## [Work order A]
In the blog text on cognitive testing of preschoolers, what does Courtney say cognitive testing can be a piece of?
## [Work order B]
Resume the blog text on cognitive testing of preschoolers, picking up right after its last sentence.

---------- Document text ----------

Further, a child who is in preschool may not perform the best to his or her abilities on cognitive tests due to many reasons. Perhaps the child at this age has problems concentrating, or is shy to show what he or she knows? I remember one of our professors mentioning that research has shown IQ tests to be less accurate predictors of learning and achievement before the age of 6. Perhaps this research should be taken into consideration before we test yet another child in preschool.

1.Should we expose preschoolers to any cognitive testing?
2. Do you feel that intelligence tests are adequate for a child that is only 4 years old?
3. Do we as nation like tests so much that we have structured society around them?

This blog was created by Tjasa Korda.


Courtney said...

I think that cognitive testing can play a role in the assessment of preschool aged children as a piece of a multimodal assessment. This being said, the results clearly are not necessarilly indicative of the child's IQ nor the level of cognitive functioning. At that young age, I feel testing provides information about the individual that should be considered amongst a variety of other informational sources in order to delineate any potential weaknesses that can be easily rectified through RTI implementation.

---------- Extracted information ----------

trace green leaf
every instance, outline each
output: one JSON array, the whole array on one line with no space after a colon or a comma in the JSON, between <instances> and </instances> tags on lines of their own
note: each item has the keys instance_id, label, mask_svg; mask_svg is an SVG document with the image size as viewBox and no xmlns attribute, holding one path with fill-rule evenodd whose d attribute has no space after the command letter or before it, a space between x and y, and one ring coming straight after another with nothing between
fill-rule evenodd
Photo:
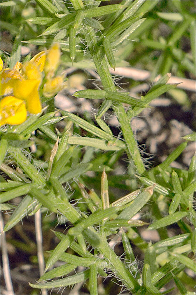
<instances>
[{"instance_id":1,"label":"green leaf","mask_svg":"<svg viewBox=\"0 0 196 295\"><path fill-rule=\"evenodd\" d=\"M55 201L52 199L49 200L48 196L43 193L40 189L37 189L35 186L31 187L29 194L32 197L34 197L51 212L57 212Z\"/></svg>"},{"instance_id":2,"label":"green leaf","mask_svg":"<svg viewBox=\"0 0 196 295\"><path fill-rule=\"evenodd\" d=\"M160 86L153 91L150 91L145 96L142 96L141 99L144 103L149 104L155 98L156 98L165 92L166 92L170 89L175 88L177 84L166 84L166 85L160 85ZM134 117L138 115L142 110L143 109L135 107L133 111L132 116Z\"/></svg>"},{"instance_id":3,"label":"green leaf","mask_svg":"<svg viewBox=\"0 0 196 295\"><path fill-rule=\"evenodd\" d=\"M33 188L35 187L35 186L33 186L31 183L26 183L8 191L2 193L1 194L1 202L4 203L14 198L22 196L23 195L26 195L32 187L33 187Z\"/></svg>"},{"instance_id":4,"label":"green leaf","mask_svg":"<svg viewBox=\"0 0 196 295\"><path fill-rule=\"evenodd\" d=\"M73 62L76 56L76 29L71 26L69 33L69 54L71 62Z\"/></svg>"},{"instance_id":5,"label":"green leaf","mask_svg":"<svg viewBox=\"0 0 196 295\"><path fill-rule=\"evenodd\" d=\"M27 19L26 22L30 22L35 24L41 24L44 26L50 26L56 21L56 19L53 17L33 17ZM23 41L25 42L26 41Z\"/></svg>"},{"instance_id":6,"label":"green leaf","mask_svg":"<svg viewBox=\"0 0 196 295\"><path fill-rule=\"evenodd\" d=\"M157 12L157 14L160 17L164 19L173 21L174 22L182 22L184 19L183 17L180 13L177 12Z\"/></svg>"},{"instance_id":7,"label":"green leaf","mask_svg":"<svg viewBox=\"0 0 196 295\"><path fill-rule=\"evenodd\" d=\"M119 9L125 8L126 7L125 5L120 5L120 4L112 4L94 8L90 8L84 10L84 12L85 17L97 17L102 15L113 13Z\"/></svg>"},{"instance_id":8,"label":"green leaf","mask_svg":"<svg viewBox=\"0 0 196 295\"><path fill-rule=\"evenodd\" d=\"M66 15L63 18L49 27L38 37L50 35L62 29L68 27L73 22L74 18L75 15L73 14L69 14Z\"/></svg>"},{"instance_id":9,"label":"green leaf","mask_svg":"<svg viewBox=\"0 0 196 295\"><path fill-rule=\"evenodd\" d=\"M176 209L179 206L182 195L180 194L176 194L172 199L169 208L169 214L172 214L175 212Z\"/></svg>"},{"instance_id":10,"label":"green leaf","mask_svg":"<svg viewBox=\"0 0 196 295\"><path fill-rule=\"evenodd\" d=\"M23 182L20 181L13 181L11 182L7 182L6 181L3 182L1 181L1 191L9 191L11 189L14 187L16 186L20 186L23 185L24 184Z\"/></svg>"},{"instance_id":11,"label":"green leaf","mask_svg":"<svg viewBox=\"0 0 196 295\"><path fill-rule=\"evenodd\" d=\"M87 26L89 26L93 29L98 30L103 30L104 28L99 22L94 19L89 17L85 17L83 20L83 23Z\"/></svg>"},{"instance_id":12,"label":"green leaf","mask_svg":"<svg viewBox=\"0 0 196 295\"><path fill-rule=\"evenodd\" d=\"M98 294L97 288L97 266L95 263L92 264L90 267L89 272L89 284L90 294Z\"/></svg>"},{"instance_id":13,"label":"green leaf","mask_svg":"<svg viewBox=\"0 0 196 295\"><path fill-rule=\"evenodd\" d=\"M156 249L161 247L170 247L187 240L188 238L190 238L190 234L183 234L178 236L174 236L170 238L159 241L154 244L153 246Z\"/></svg>"},{"instance_id":14,"label":"green leaf","mask_svg":"<svg viewBox=\"0 0 196 295\"><path fill-rule=\"evenodd\" d=\"M97 99L105 98L106 91L104 90L93 90L88 89L86 90L79 90L73 94L76 97L84 97L85 98L94 99Z\"/></svg>"},{"instance_id":15,"label":"green leaf","mask_svg":"<svg viewBox=\"0 0 196 295\"><path fill-rule=\"evenodd\" d=\"M1 140L1 165L3 162L6 152L8 145L8 142L5 138Z\"/></svg>"},{"instance_id":16,"label":"green leaf","mask_svg":"<svg viewBox=\"0 0 196 295\"><path fill-rule=\"evenodd\" d=\"M73 240L73 237L69 235L66 235L65 238L58 243L47 261L45 271L52 266L56 261L57 261L62 254L67 250Z\"/></svg>"},{"instance_id":17,"label":"green leaf","mask_svg":"<svg viewBox=\"0 0 196 295\"><path fill-rule=\"evenodd\" d=\"M120 219L117 218L114 220L106 221L104 223L104 226L109 228L118 228L122 227L130 227L143 226L147 224L146 222L144 222L142 220L133 219Z\"/></svg>"},{"instance_id":18,"label":"green leaf","mask_svg":"<svg viewBox=\"0 0 196 295\"><path fill-rule=\"evenodd\" d=\"M121 43L135 31L145 20L146 19L145 18L139 19L135 22L133 24L131 25L126 30L125 30L123 33L120 34L117 40L112 42L111 45L113 47L117 46L117 45Z\"/></svg>"},{"instance_id":19,"label":"green leaf","mask_svg":"<svg viewBox=\"0 0 196 295\"><path fill-rule=\"evenodd\" d=\"M9 67L12 68L17 62L20 61L21 56L21 43L23 38L24 28L23 25L19 27L18 33L15 37L10 55Z\"/></svg>"},{"instance_id":20,"label":"green leaf","mask_svg":"<svg viewBox=\"0 0 196 295\"><path fill-rule=\"evenodd\" d=\"M46 181L35 167L31 163L20 149L14 147L9 147L8 152L14 159L19 166L35 183L44 185Z\"/></svg>"},{"instance_id":21,"label":"green leaf","mask_svg":"<svg viewBox=\"0 0 196 295\"><path fill-rule=\"evenodd\" d=\"M143 15L143 13L140 13L134 16L131 16L120 23L118 23L118 24L117 24L114 27L112 26L107 32L106 34L104 34L105 38L108 38L112 42L115 37L141 18Z\"/></svg>"},{"instance_id":22,"label":"green leaf","mask_svg":"<svg viewBox=\"0 0 196 295\"><path fill-rule=\"evenodd\" d=\"M140 107L149 107L146 104L140 99L120 92L106 91L105 98L117 102L123 102Z\"/></svg>"},{"instance_id":23,"label":"green leaf","mask_svg":"<svg viewBox=\"0 0 196 295\"><path fill-rule=\"evenodd\" d=\"M32 200L29 196L26 196L24 198L7 221L4 229L4 231L6 232L12 228L33 209L37 204L36 200L35 199Z\"/></svg>"},{"instance_id":24,"label":"green leaf","mask_svg":"<svg viewBox=\"0 0 196 295\"><path fill-rule=\"evenodd\" d=\"M66 286L74 285L77 283L83 282L86 281L89 277L89 270L88 269L77 273L66 278L65 278L57 280L55 281L50 282L49 283L45 283L41 284L31 284L29 283L29 285L33 288L38 289L47 288L47 289L53 289L55 288L59 288L61 287L65 287Z\"/></svg>"},{"instance_id":25,"label":"green leaf","mask_svg":"<svg viewBox=\"0 0 196 295\"><path fill-rule=\"evenodd\" d=\"M163 162L158 165L158 167L161 169L165 170L172 162L175 161L177 158L180 154L184 150L187 145L187 142L185 141L180 144L175 148L170 154L169 155L167 158ZM159 170L158 166L155 167L151 169L151 171L153 172L157 171L158 173Z\"/></svg>"},{"instance_id":26,"label":"green leaf","mask_svg":"<svg viewBox=\"0 0 196 295\"><path fill-rule=\"evenodd\" d=\"M73 227L69 230L71 235L77 236L81 233L86 228L93 224L97 224L106 217L108 217L119 211L118 207L111 207L104 210L99 210L92 213L88 217L82 220Z\"/></svg>"},{"instance_id":27,"label":"green leaf","mask_svg":"<svg viewBox=\"0 0 196 295\"><path fill-rule=\"evenodd\" d=\"M108 38L105 37L104 38L103 42L103 46L109 64L111 68L115 71L115 68L116 66L115 59L112 51L110 41Z\"/></svg>"},{"instance_id":28,"label":"green leaf","mask_svg":"<svg viewBox=\"0 0 196 295\"><path fill-rule=\"evenodd\" d=\"M72 122L79 125L87 131L92 133L98 137L106 140L109 140L113 138L112 135L108 135L108 133L76 115L65 111L61 111L61 112L64 116L68 116Z\"/></svg>"},{"instance_id":29,"label":"green leaf","mask_svg":"<svg viewBox=\"0 0 196 295\"><path fill-rule=\"evenodd\" d=\"M56 112L56 111L51 112L42 116L41 118L37 119L36 121L32 123L29 127L23 131L22 134L27 135L30 135L32 132L42 126L44 123L53 117Z\"/></svg>"},{"instance_id":30,"label":"green leaf","mask_svg":"<svg viewBox=\"0 0 196 295\"><path fill-rule=\"evenodd\" d=\"M157 230L177 222L180 219L187 216L188 213L181 211L175 212L172 215L168 215L153 222L148 227L148 230Z\"/></svg>"},{"instance_id":31,"label":"green leaf","mask_svg":"<svg viewBox=\"0 0 196 295\"><path fill-rule=\"evenodd\" d=\"M169 189L160 185L158 183L154 182L154 181L150 180L147 177L139 176L138 175L136 175L135 176L139 178L141 182L144 183L146 185L148 186L154 185L154 190L157 191L159 194L167 196L169 196L171 194L171 192L170 190Z\"/></svg>"},{"instance_id":32,"label":"green leaf","mask_svg":"<svg viewBox=\"0 0 196 295\"><path fill-rule=\"evenodd\" d=\"M141 189L138 189L136 191L128 194L124 197L120 198L116 201L115 201L110 205L110 206L123 206L130 203L134 200L141 192Z\"/></svg>"},{"instance_id":33,"label":"green leaf","mask_svg":"<svg viewBox=\"0 0 196 295\"><path fill-rule=\"evenodd\" d=\"M58 10L56 6L48 0L45 0L44 1L42 1L41 0L38 0L37 3L41 8L45 10L49 14L51 14L53 16L58 12Z\"/></svg>"},{"instance_id":34,"label":"green leaf","mask_svg":"<svg viewBox=\"0 0 196 295\"><path fill-rule=\"evenodd\" d=\"M193 60L194 63L195 74L195 55L196 54L196 45L195 43L195 21L192 21L190 25L190 44L192 51Z\"/></svg>"},{"instance_id":35,"label":"green leaf","mask_svg":"<svg viewBox=\"0 0 196 295\"><path fill-rule=\"evenodd\" d=\"M183 255L182 254L178 254L170 252L170 254L174 256L175 258L183 264L184 264L186 267L190 268L194 272L195 272L195 264L190 258Z\"/></svg>"},{"instance_id":36,"label":"green leaf","mask_svg":"<svg viewBox=\"0 0 196 295\"><path fill-rule=\"evenodd\" d=\"M116 142L114 140L113 141L112 141L112 142L108 142L107 144L104 140L85 137L69 136L68 143L70 145L79 145L85 146L93 147L96 148L105 150L120 150L122 148L125 148L124 143L120 140Z\"/></svg>"},{"instance_id":37,"label":"green leaf","mask_svg":"<svg viewBox=\"0 0 196 295\"><path fill-rule=\"evenodd\" d=\"M181 138L183 139L185 139L186 140L190 140L191 141L195 141L196 139L195 139L195 132L193 132L190 134L187 134L187 135L181 137Z\"/></svg>"},{"instance_id":38,"label":"green leaf","mask_svg":"<svg viewBox=\"0 0 196 295\"><path fill-rule=\"evenodd\" d=\"M146 263L144 266L142 271L142 280L143 283L150 294L162 294L158 289L154 286L151 281L150 268L149 264Z\"/></svg>"},{"instance_id":39,"label":"green leaf","mask_svg":"<svg viewBox=\"0 0 196 295\"><path fill-rule=\"evenodd\" d=\"M153 194L154 186L147 188L134 199L129 206L123 210L118 219L130 219L140 211L149 201Z\"/></svg>"},{"instance_id":40,"label":"green leaf","mask_svg":"<svg viewBox=\"0 0 196 295\"><path fill-rule=\"evenodd\" d=\"M56 267L49 271L40 277L39 281L42 280L46 281L46 280L53 278L58 278L58 277L65 276L76 268L77 266L73 265L73 264L67 263L61 265L58 267Z\"/></svg>"},{"instance_id":41,"label":"green leaf","mask_svg":"<svg viewBox=\"0 0 196 295\"><path fill-rule=\"evenodd\" d=\"M63 170L66 164L69 160L73 153L75 147L71 147L63 153L58 160L53 165L51 178L58 178L64 173Z\"/></svg>"}]
</instances>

----------

## [Final answer A]
A multimodal assessment.

## [Final answer B]
SBartolozzi said...

I agree with Courtney. If IQ testing is done on a preschooler, that can be used as part of the picture that we are looking at, but obviously is not the only tool. Testing in general, in my opinion, has become way too much of the focus in schools. Teachers are sometimes only teaching to the test and there is too much pressure put on the children because of the testing. I remember as a kid not really caring about the formal testing that went on in school, but nowadays it seems that the stakes are much higher. I just don't know if we, as a society, realize the consequences of all of this.

Roxane Nassirpour said...

I believe that intelligence testing has been shown to be relatively stable throughout life. Neisser et al. in Intelligence: Knowns and Unknowns indicate that scores obtained at 18 correlated, r=.77, with scores obtained at age 6.

I believe that cognitive testing has a place in making determinations for early intervention and diagnosis. I feel that we can look to them with relative confidence.

As an aside, I do believe that we have a lot of testing going on in our society. We are obsessed with using it as a measure. I feel that curriculum based measurements are more appropriate for gauging our success in academic instruction

Jessica S said...

Intelligence testing can provide a foundation for assessing the academic needs for a child. As Roxane said, they have proven to be a fairly reliable measure of intellectual functioning. However, one must be cautious to consider other measure as well. Curriculum based measures and portfolio assessments are very useful tools when considering academic achievement.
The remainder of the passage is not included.